» Goal of the exercise:
The entries below need to be written out exactly, with no pictures included.
╔══
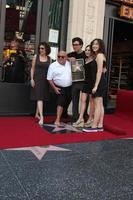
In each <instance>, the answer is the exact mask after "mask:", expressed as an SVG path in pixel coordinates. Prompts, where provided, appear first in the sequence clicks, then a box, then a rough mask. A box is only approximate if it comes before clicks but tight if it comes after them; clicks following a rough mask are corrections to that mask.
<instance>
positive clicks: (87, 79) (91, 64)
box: [83, 59, 107, 97]
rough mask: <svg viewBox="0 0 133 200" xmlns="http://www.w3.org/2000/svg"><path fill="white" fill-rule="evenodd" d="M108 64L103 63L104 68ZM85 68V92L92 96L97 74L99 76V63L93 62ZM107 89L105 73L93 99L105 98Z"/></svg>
mask: <svg viewBox="0 0 133 200" xmlns="http://www.w3.org/2000/svg"><path fill="white" fill-rule="evenodd" d="M105 65H106V63H105V62H103V68H104V67H105ZM84 67H85V84H84V87H83V92H85V93H89V94H92V89H93V88H94V86H95V81H96V74H97V62H96V60H95V59H94V60H92V61H91V62H89V63H86V64H85V65H84ZM106 89H107V81H106V77H105V73H102V75H101V79H100V82H99V84H98V88H97V91H96V93H95V94H92V96H93V97H104V96H105V92H106Z"/></svg>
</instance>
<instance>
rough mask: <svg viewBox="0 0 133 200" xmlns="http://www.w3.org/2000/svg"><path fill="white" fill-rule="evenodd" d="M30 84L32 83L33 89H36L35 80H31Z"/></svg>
mask: <svg viewBox="0 0 133 200" xmlns="http://www.w3.org/2000/svg"><path fill="white" fill-rule="evenodd" d="M30 83H31V87H33V88H34V87H35V81H34V79H31V80H30Z"/></svg>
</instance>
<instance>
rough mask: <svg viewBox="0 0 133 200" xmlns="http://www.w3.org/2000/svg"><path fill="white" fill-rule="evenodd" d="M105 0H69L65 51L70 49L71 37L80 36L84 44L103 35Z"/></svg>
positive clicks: (71, 48)
mask: <svg viewBox="0 0 133 200" xmlns="http://www.w3.org/2000/svg"><path fill="white" fill-rule="evenodd" d="M104 12H105V0H93V1H92V0H82V1H81V0H70V5H69V19H68V34H67V52H69V51H71V50H72V46H71V40H72V38H73V37H81V38H82V39H83V41H84V46H86V45H87V44H89V43H90V42H91V41H92V40H93V39H94V38H102V37H103V26H104Z"/></svg>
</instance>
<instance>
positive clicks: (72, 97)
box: [72, 82, 83, 121]
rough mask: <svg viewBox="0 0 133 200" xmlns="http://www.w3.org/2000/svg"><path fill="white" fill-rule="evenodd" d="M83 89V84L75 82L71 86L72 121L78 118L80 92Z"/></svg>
mask: <svg viewBox="0 0 133 200" xmlns="http://www.w3.org/2000/svg"><path fill="white" fill-rule="evenodd" d="M82 89H83V82H75V83H73V84H72V115H73V121H76V120H77V119H78V117H79V98H80V91H82Z"/></svg>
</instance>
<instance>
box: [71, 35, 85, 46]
mask: <svg viewBox="0 0 133 200" xmlns="http://www.w3.org/2000/svg"><path fill="white" fill-rule="evenodd" d="M74 42H79V44H80V45H82V46H83V40H82V39H81V38H79V37H75V38H73V39H72V44H73V43H74Z"/></svg>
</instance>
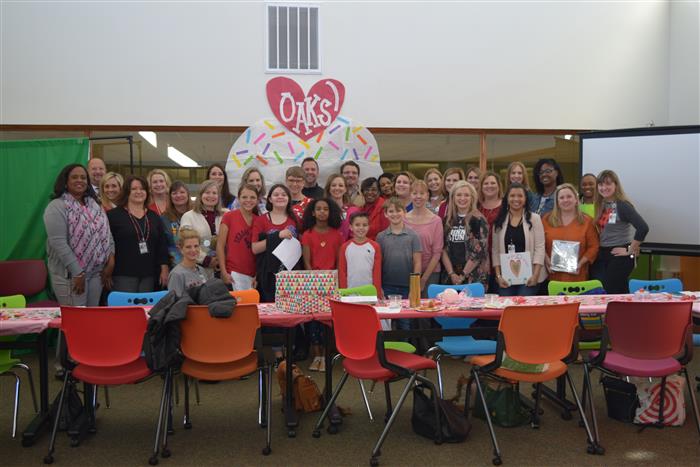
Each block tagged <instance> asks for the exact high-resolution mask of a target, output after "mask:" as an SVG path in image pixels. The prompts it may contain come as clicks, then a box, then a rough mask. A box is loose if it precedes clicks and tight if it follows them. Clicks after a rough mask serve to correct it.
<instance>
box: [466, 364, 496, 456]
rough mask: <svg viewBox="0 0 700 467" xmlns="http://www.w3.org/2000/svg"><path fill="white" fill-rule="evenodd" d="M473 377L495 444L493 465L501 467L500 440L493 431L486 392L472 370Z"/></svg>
mask: <svg viewBox="0 0 700 467" xmlns="http://www.w3.org/2000/svg"><path fill="white" fill-rule="evenodd" d="M472 375H473V377H474V382H475V383H476V392H477V394H478V395H479V399H480V400H481V405H482V406H483V408H484V414H485V415H486V425H487V426H488V427H489V435H491V444H493V456H494V457H493V460H492V462H493V464H494V465H501V463H502V459H501V448H499V447H498V440H497V439H496V432H495V431H494V429H493V422H491V415H490V414H489V408H488V405H486V397H485V396H484V390H483V388H482V387H481V380H480V379H479V372H478V371H477V370H476V369H474V368H472Z"/></svg>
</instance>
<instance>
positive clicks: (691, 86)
mask: <svg viewBox="0 0 700 467" xmlns="http://www.w3.org/2000/svg"><path fill="white" fill-rule="evenodd" d="M669 57H670V62H671V66H670V75H669V101H668V123H669V125H693V124H694V125H698V124H700V4H698V3H697V2H672V3H671V28H670V41H669Z"/></svg>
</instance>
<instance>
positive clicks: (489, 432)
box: [467, 303, 604, 465]
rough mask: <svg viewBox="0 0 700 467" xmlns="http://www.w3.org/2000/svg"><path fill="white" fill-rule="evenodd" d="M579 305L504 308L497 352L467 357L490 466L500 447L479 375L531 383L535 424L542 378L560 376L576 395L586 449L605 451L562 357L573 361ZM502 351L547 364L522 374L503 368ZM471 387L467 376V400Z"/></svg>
mask: <svg viewBox="0 0 700 467" xmlns="http://www.w3.org/2000/svg"><path fill="white" fill-rule="evenodd" d="M578 307H579V304H578V303H567V304H563V305H544V306H515V307H507V308H506V309H505V310H503V315H502V317H501V322H500V325H499V326H498V343H497V347H496V354H495V355H485V356H477V357H473V358H472V360H471V361H472V365H473V366H472V379H473V380H474V381H475V382H476V387H477V391H478V396H479V399H480V400H481V404H482V405H483V407H484V412H485V414H486V423H487V424H488V427H489V433H490V435H491V442H492V443H493V450H494V458H493V464H494V465H500V464H501V462H502V460H501V450H500V448H499V446H498V441H497V439H496V434H495V432H494V429H493V424H492V423H491V417H490V415H489V410H488V408H487V405H486V398H485V397H484V390H483V383H482V378H483V377H490V378H494V379H497V380H499V381H509V382H513V381H515V382H520V381H523V382H529V383H534V384H535V407H534V409H533V410H532V418H531V426H532V427H533V428H538V427H539V420H538V413H539V402H540V396H541V393H542V383H544V382H547V381H551V380H553V379H556V378H558V377H559V376H562V375H565V376H566V380H567V381H568V383H569V386H570V388H571V391H572V394H573V395H574V398H575V400H576V407H577V408H578V411H579V414H580V415H581V420H582V422H583V425H584V427H585V428H586V436H587V437H588V453H589V454H603V453H604V449H603V448H602V447H601V446H599V445H598V444H597V442H596V441H595V440H594V438H593V434H592V432H591V429H590V426H589V423H588V420H587V419H586V416H585V413H584V410H583V408H582V406H581V400H580V398H579V396H578V393H577V392H576V388H575V387H574V383H573V381H572V380H571V376H570V375H569V373H568V366H567V362H570V361H573V359H574V358H575V356H576V355H577V353H578V345H577V344H578V343H577V338H576V335H577V333H576V328H577V326H578ZM504 351H505V352H506V353H507V354H508V357H509V358H510V359H513V360H516V361H518V362H521V363H526V364H531V365H540V364H547V365H549V366H548V368H547V369H546V370H545V371H543V372H542V373H526V372H520V371H514V370H512V369H507V368H503V367H501V364H502V363H503V352H504ZM470 386H471V381H470V384H469V387H468V388H467V401H469V392H470V391H469V390H470ZM467 405H468V404H467Z"/></svg>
╚══
» Exercise answer:
In each <instance>, the answer is the exact mask after "mask:", expressed as an SVG path in pixel coordinates. Prompts, where provided, appear first in the sequence clicks, then a box, then a rough mask. A box is only approximate if it comes before clicks but tight if it comes after them; clicks following a rough mask are corrections to that mask.
<instance>
positive clicks: (87, 79) (91, 64)
box: [83, 59, 107, 97]
rough mask: <svg viewBox="0 0 133 200" xmlns="http://www.w3.org/2000/svg"><path fill="white" fill-rule="evenodd" d="M108 64L103 63L104 68ZM85 68V92L92 96L97 74L99 76V63L93 62ZM107 89L105 73L93 99L105 98Z"/></svg>
mask: <svg viewBox="0 0 133 200" xmlns="http://www.w3.org/2000/svg"><path fill="white" fill-rule="evenodd" d="M105 65H106V63H105V62H103V68H104V67H105ZM84 67H85V84H84V87H83V92H85V93H89V94H92V89H93V88H94V86H95V81H96V74H97V62H96V60H95V59H94V60H92V61H91V62H89V63H86V64H85V65H84ZM106 89H107V81H106V77H105V73H102V75H101V79H100V82H99V84H98V88H97V91H96V93H95V94H92V96H93V97H104V96H105V92H106Z"/></svg>
</instance>
<instance>
rough mask: <svg viewBox="0 0 133 200" xmlns="http://www.w3.org/2000/svg"><path fill="white" fill-rule="evenodd" d="M30 84L32 83L33 89H36L35 80H31Z"/></svg>
mask: <svg viewBox="0 0 133 200" xmlns="http://www.w3.org/2000/svg"><path fill="white" fill-rule="evenodd" d="M30 83H31V87H33V88H34V87H35V81H34V79H31V80H30Z"/></svg>
</instance>
<instance>
rough mask: <svg viewBox="0 0 133 200" xmlns="http://www.w3.org/2000/svg"><path fill="white" fill-rule="evenodd" d="M105 0H69L65 51L70 49L71 37L80 36L84 44L103 35Z"/></svg>
positive clicks: (71, 48)
mask: <svg viewBox="0 0 133 200" xmlns="http://www.w3.org/2000/svg"><path fill="white" fill-rule="evenodd" d="M104 12H105V0H93V1H92V0H82V1H81V0H70V5H69V19H68V34H67V52H69V51H71V50H72V46H71V40H72V38H73V37H81V38H82V39H83V41H84V46H86V45H87V44H89V43H90V42H91V41H92V40H93V39H94V38H102V37H103V26H104Z"/></svg>
</instance>
<instance>
positive clicks: (72, 97)
box: [72, 82, 83, 121]
rough mask: <svg viewBox="0 0 133 200" xmlns="http://www.w3.org/2000/svg"><path fill="white" fill-rule="evenodd" d="M83 89V84L75 82L71 86L72 121L78 118L80 92Z"/></svg>
mask: <svg viewBox="0 0 133 200" xmlns="http://www.w3.org/2000/svg"><path fill="white" fill-rule="evenodd" d="M82 89H83V82H75V83H73V84H72V115H73V121H76V120H77V119H78V117H79V98H80V91H82Z"/></svg>
</instance>
<instance>
box: [71, 35, 85, 46]
mask: <svg viewBox="0 0 133 200" xmlns="http://www.w3.org/2000/svg"><path fill="white" fill-rule="evenodd" d="M74 42H79V44H80V45H82V46H83V40H82V39H81V38H79V37H75V38H73V39H72V44H73V43H74Z"/></svg>
</instance>
Each block tagged <instance> asks for the exact high-resolution mask of a target, output after "mask:" as an SVG path in image pixels. The prompts it may contain come as clicks, then a box, then a rough mask. A box is loose if it precedes clicks and tight if it follows them. Clicks after a rough mask serve to correct it.
<instance>
box: [466, 364, 496, 456]
rough mask: <svg viewBox="0 0 700 467" xmlns="http://www.w3.org/2000/svg"><path fill="white" fill-rule="evenodd" d="M473 377L495 444L493 465L501 467L500 440L493 431L486 392L472 370Z"/></svg>
mask: <svg viewBox="0 0 700 467" xmlns="http://www.w3.org/2000/svg"><path fill="white" fill-rule="evenodd" d="M472 375H473V377H474V382H475V383H476V392H477V394H478V395H479V399H480V400H481V405H482V406H483V408H484V414H485V415H486V425H487V426H488V427H489V435H491V444H493V456H494V457H493V460H492V462H493V464H494V465H501V463H502V459H501V448H499V447H498V440H497V439H496V432H495V431H494V429H493V422H491V415H490V414H489V408H488V405H486V397H485V396H484V390H483V388H482V387H481V380H480V379H479V372H478V371H477V370H476V369H474V368H472Z"/></svg>
</instance>
<instance>
positive clicks: (691, 86)
mask: <svg viewBox="0 0 700 467" xmlns="http://www.w3.org/2000/svg"><path fill="white" fill-rule="evenodd" d="M669 57H670V62H671V66H670V75H669V101H668V123H669V125H693V124H694V125H698V124H700V4H698V3H697V2H672V3H671V28H670V41H669Z"/></svg>
</instance>
<instance>
positive clicks: (489, 432)
box: [467, 303, 604, 465]
rough mask: <svg viewBox="0 0 700 467" xmlns="http://www.w3.org/2000/svg"><path fill="white" fill-rule="evenodd" d="M579 305L504 308L497 352L467 357L490 466L500 447L479 375L531 383L535 424L542 378L560 376L576 395L586 449L605 451L562 357L573 361ZM502 351L547 364L522 374L503 368ZM471 387L467 376V400Z"/></svg>
mask: <svg viewBox="0 0 700 467" xmlns="http://www.w3.org/2000/svg"><path fill="white" fill-rule="evenodd" d="M578 307H579V304H578V303H567V304H563V305H544V306H515V307H507V308H506V309H505V310H503V315H502V317H501V322H500V325H499V326H498V343H497V347H496V354H495V355H485V356H477V357H473V358H472V360H471V361H472V365H473V366H472V379H473V380H474V381H475V382H476V387H477V391H478V396H479V399H480V400H481V404H482V405H483V407H484V412H485V414H486V423H487V424H488V427H489V433H490V435H491V442H492V443H493V450H494V458H493V464H494V465H500V464H501V462H502V460H501V450H500V448H499V446H498V441H497V439H496V434H495V432H494V429H493V424H492V423H491V417H490V415H489V410H488V408H487V405H486V398H485V397H484V390H483V383H482V378H483V377H490V378H494V379H497V380H499V381H509V382H513V381H515V382H520V381H523V382H529V383H534V384H535V407H534V409H533V410H532V418H531V426H532V427H533V428H538V427H539V420H538V413H539V402H540V396H541V393H542V383H544V382H547V381H551V380H553V379H556V378H558V377H559V376H562V375H565V376H566V380H567V381H568V383H569V386H570V388H571V391H572V394H573V395H574V398H575V400H576V407H577V408H578V411H579V414H580V415H581V420H582V422H583V425H584V427H585V428H586V436H587V437H588V453H589V454H603V453H604V449H603V448H602V447H601V446H599V445H598V444H597V442H596V441H595V440H594V438H593V434H592V432H591V429H590V426H589V423H588V420H587V419H586V416H585V413H584V410H583V408H582V406H581V400H580V398H579V396H578V393H577V392H576V388H575V387H574V383H573V381H572V380H571V376H570V375H569V373H568V366H567V362H570V361H573V359H574V358H575V356H576V355H577V353H578V345H577V344H578V343H577V338H576V335H577V333H576V328H577V326H578ZM504 351H505V352H506V353H507V354H508V357H509V358H510V359H513V360H516V361H518V362H521V363H526V364H531V365H540V364H547V365H549V366H548V368H547V369H546V370H545V371H543V372H542V373H526V372H520V371H514V370H512V369H507V368H503V367H501V364H502V363H503V352H504ZM470 386H471V381H470V384H469V387H468V388H467V401H469V392H470V391H469V390H470ZM467 405H468V404H467Z"/></svg>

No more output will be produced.